• [What is asked]:
1 > Copy word for word the part of the commentary on Marcos and China between "Only the Philippines, because" and "full economic development.", inclusive.
2 > Write the next part of the commentary on Marcos and China, picking up after its final sentence.

Only the Philippines, because of its pusillanimous president, was gullible enough to believe the US lies. Not a single one of the Asean leaders — compared to whom Marcos is an intellectual and political pygmy, such as Malaysia’s Anwar Ibrahim, Singapore’s Lee Hsien Long, and Vietnam’s Võ Văn Thưởn — share Marcos’ antagonistic view of China. Vietnam, the other major claimant in the South China Sea, which even had fought bloody battles there against China, has chosen that emerging superpower as the main engine to push it toward full economic development.
Ridiculous
It is so, so ridiculous to say Marcos gave the country its backbone; he made the US our backbone, which could have disastrous consequences if ever a war breaks out between the two superpowers. Marcos by far has been this country’s president most pusillanimous to the US.

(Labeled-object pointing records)
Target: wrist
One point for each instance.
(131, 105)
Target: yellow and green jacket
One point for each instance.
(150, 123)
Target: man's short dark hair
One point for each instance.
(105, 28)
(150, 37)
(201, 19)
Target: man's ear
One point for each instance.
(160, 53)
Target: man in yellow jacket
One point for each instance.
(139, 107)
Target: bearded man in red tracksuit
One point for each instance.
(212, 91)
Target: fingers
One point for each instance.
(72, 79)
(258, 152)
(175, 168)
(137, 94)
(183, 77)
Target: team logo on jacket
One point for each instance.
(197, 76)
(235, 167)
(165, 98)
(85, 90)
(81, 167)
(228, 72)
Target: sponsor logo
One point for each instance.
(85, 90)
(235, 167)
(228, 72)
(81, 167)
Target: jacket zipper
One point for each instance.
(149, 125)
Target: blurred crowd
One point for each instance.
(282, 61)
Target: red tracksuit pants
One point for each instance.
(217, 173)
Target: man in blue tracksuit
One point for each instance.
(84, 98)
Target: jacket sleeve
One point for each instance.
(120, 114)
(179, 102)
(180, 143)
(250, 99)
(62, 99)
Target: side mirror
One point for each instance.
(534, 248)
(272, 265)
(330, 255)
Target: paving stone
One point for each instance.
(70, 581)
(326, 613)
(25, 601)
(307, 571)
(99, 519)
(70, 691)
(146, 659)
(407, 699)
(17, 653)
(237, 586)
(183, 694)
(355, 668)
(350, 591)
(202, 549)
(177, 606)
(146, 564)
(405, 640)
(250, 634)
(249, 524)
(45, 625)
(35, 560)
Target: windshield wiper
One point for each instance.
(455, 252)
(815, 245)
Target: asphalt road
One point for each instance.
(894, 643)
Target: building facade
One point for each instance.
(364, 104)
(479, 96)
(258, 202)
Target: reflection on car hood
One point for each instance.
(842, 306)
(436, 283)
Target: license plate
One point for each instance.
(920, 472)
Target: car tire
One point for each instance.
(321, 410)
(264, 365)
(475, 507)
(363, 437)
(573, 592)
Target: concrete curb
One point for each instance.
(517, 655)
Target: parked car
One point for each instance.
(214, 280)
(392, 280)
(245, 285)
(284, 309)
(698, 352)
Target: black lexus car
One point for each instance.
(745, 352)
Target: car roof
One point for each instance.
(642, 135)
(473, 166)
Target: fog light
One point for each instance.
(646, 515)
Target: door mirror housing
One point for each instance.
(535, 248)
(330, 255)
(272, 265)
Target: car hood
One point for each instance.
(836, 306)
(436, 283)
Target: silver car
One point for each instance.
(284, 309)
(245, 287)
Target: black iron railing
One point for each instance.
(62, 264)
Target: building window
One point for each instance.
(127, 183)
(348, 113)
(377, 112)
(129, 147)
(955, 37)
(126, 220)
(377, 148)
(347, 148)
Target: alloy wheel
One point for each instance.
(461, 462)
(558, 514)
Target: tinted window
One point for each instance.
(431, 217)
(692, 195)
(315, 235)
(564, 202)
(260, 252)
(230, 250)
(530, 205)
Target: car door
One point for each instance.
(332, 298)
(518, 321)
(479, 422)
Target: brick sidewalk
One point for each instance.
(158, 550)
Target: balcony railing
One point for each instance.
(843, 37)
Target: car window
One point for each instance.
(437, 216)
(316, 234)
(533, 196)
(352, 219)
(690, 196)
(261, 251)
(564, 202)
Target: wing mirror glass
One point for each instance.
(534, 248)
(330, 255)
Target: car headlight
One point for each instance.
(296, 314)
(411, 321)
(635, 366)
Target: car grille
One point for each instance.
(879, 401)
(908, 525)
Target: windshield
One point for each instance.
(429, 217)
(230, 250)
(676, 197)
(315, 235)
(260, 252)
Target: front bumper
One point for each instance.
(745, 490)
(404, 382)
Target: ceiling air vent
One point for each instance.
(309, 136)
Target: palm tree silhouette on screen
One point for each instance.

• [Written responses]:
1 >
Only the Philippines, because of its pusillanimous president, was gullible enough to believe the US lies. Not a single one of the Asean leaders — compared to whom Marcos is an intellectual and political pygmy, such as Malaysia’s Anwar Ibrahim, Singapore’s Lee Hsien Long, and Vietnam’s Võ Văn Thưởn — share Marcos’ antagonistic view of China. Vietnam, the other major claimant in the South China Sea, which even had fought bloody battles there against China, has chosen that emerging superpower as the main engine to push it toward full economic development.

2 >
Marcos indeed has made audacious moves, but not in a way that unites and strengthens our nation but only to perpetuate his dynasty’s power when he steps down in 2028, even if it weakens our constitutional system.
Just two years in power and having hardly done anything to boast about, he, through his cousin, House Speaker Martin Romualdez, has been audacious — in fact truthless — in going after the Dutertes, without whose support he would not have become president. He was audacious in persecuting his formerly biggest ally by using the Congress to investigate “in aid of legislation” alleged crimes in which the former president and his main officials would be implicated, such as those spawned by the online gaming enterprises which flourished during his term and, more importantly, purported extrajudicial killings that occurred in the wake of his war against drugs.
Marcos’ audacity in his persecution of Duterte is ruthless. His intention is not to give justice to alleged victims of Duterte’s war on drugs but to demonize the Dutertes so their political force would be so much weakened in the May 2025 mid-term elections. That will put Congress, especially the usually independent Senate, under Marcos’ complete control. In that situation, he could easily call for a convention to amend the Constitution, either to allow him a second term or a change to a parliamentary system in which he would be prime minister. What audacity indeed.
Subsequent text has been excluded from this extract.